SOAL LATIHAN:
a – Tentukan apakah setiap pernyataan berikut sesuai dengan teks bacaan, lalu jawab ya atau tidak disertai kutipan persis dari teks yang menjadi dasarnya. (i) Para elit politik hanya memikirkan cara meraih kemenangan saat Pilpres. (ii) Dukungan banyak merupakan satu-satunya hal yang dibutuhkan untuk memimpin sebuah bangsa. (iii) Kesehatan disebut sebagai faktor pertama yang harus diperhitungkan.
b – Menurut teks bacaan, apa yang disebut sebagai sumber kemuliaan?

TEKS BACAAN:
# # # #

Rakyat hanya disuguhi drama perpolitikan yang menggelikan saja dan semakin tidak mencerdaskan umat secara keseluruhan. Bagaimana tidak? Para elit politik pada saat ini hanya berfikir rendah saja, mereka hanya memikirkan bagaimana meraih kemenangan saat Pilpres tiba nanti. Padahal kalau kita lihat, dalam memimpin sebuah Bangsa tidak hanya membutuhkan dukungan banyak akan tetapi banyak factor juga yang harus kita perhitungkan mulai saat ini. Misalnya saja yang pertama: pengetahuan yang dimiliki, apakah mereka sudah benar-benar tahu dan memiliki jiwa dan cara berpikirnya seorang pemimpin untuk sebuah Bangsa yang besar?. Karena pengetahuan adalah sumber kemuliaan dan pijakan dalam suatu keputusan seorang pemimpin juga. Kedua: Kesehatan, dalam arti seorang pemimpin haruslah mempunyai jiwa yang sehat, yang tidak sakit-sakitan atau mempunyai penyakit yang sangat berbahaya bagi kesehatannya. Karena bagaimana bisa seorang pemimpin memimpin sebuah Negri apabila dirinya sendiri dalam kondisi yang sangat kurang baik dalam arti menyehatkan tubuhnya saja kesulitan bagaimana dia akan bisa mengurusi rakyatnya.

# # # #

INFORMASI YANG DIBERIKAN:
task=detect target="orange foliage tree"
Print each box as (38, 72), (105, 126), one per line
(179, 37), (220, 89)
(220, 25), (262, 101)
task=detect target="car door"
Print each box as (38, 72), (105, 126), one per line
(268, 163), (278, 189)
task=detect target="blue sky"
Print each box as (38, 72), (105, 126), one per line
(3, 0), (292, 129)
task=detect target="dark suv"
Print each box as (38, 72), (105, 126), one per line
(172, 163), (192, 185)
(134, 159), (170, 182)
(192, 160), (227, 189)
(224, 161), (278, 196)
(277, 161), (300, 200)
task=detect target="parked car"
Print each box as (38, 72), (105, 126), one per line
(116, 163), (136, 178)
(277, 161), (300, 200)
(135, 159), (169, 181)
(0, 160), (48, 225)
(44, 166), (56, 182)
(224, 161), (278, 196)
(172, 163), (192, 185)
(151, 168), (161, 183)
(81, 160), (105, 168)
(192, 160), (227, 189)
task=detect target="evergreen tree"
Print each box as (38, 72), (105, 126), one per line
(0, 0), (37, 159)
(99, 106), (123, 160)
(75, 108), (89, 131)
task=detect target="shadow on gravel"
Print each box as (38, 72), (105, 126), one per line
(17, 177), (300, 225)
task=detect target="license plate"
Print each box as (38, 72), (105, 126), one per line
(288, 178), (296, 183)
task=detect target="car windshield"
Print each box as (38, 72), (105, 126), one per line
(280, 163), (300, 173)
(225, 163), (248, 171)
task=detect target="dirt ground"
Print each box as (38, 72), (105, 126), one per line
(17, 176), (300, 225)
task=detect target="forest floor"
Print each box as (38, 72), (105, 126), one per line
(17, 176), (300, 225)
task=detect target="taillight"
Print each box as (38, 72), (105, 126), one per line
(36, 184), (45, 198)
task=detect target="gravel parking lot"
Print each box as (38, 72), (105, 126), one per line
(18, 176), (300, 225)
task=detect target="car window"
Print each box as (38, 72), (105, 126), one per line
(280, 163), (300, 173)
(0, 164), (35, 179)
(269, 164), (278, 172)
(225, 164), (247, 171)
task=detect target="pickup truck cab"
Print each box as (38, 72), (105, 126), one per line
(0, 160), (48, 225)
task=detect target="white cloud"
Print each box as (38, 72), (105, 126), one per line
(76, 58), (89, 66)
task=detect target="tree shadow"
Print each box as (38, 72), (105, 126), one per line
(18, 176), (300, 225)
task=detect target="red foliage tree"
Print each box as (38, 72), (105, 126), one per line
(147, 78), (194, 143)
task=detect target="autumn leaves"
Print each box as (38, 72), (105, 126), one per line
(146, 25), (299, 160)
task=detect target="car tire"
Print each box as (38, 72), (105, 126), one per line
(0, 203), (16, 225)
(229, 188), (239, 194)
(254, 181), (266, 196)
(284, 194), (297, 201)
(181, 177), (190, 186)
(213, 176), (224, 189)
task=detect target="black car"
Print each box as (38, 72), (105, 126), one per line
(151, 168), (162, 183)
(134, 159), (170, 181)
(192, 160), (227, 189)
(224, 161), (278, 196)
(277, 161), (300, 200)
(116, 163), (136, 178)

# # # #

KUNCI JAWABAN:
a –
(i) Ya: "mereka hanya memikirkan bagaimana meraih kemenangan saat Pilpres tiba nanti"
(ii) Tidak: "tidak hanya membutuhkan dukungan banyak akan tetapi banyak factor juga yang harus kita perhitungkan"
(iii) Tidak: "Kedua: Kesehatan"

b – Pengetahuan.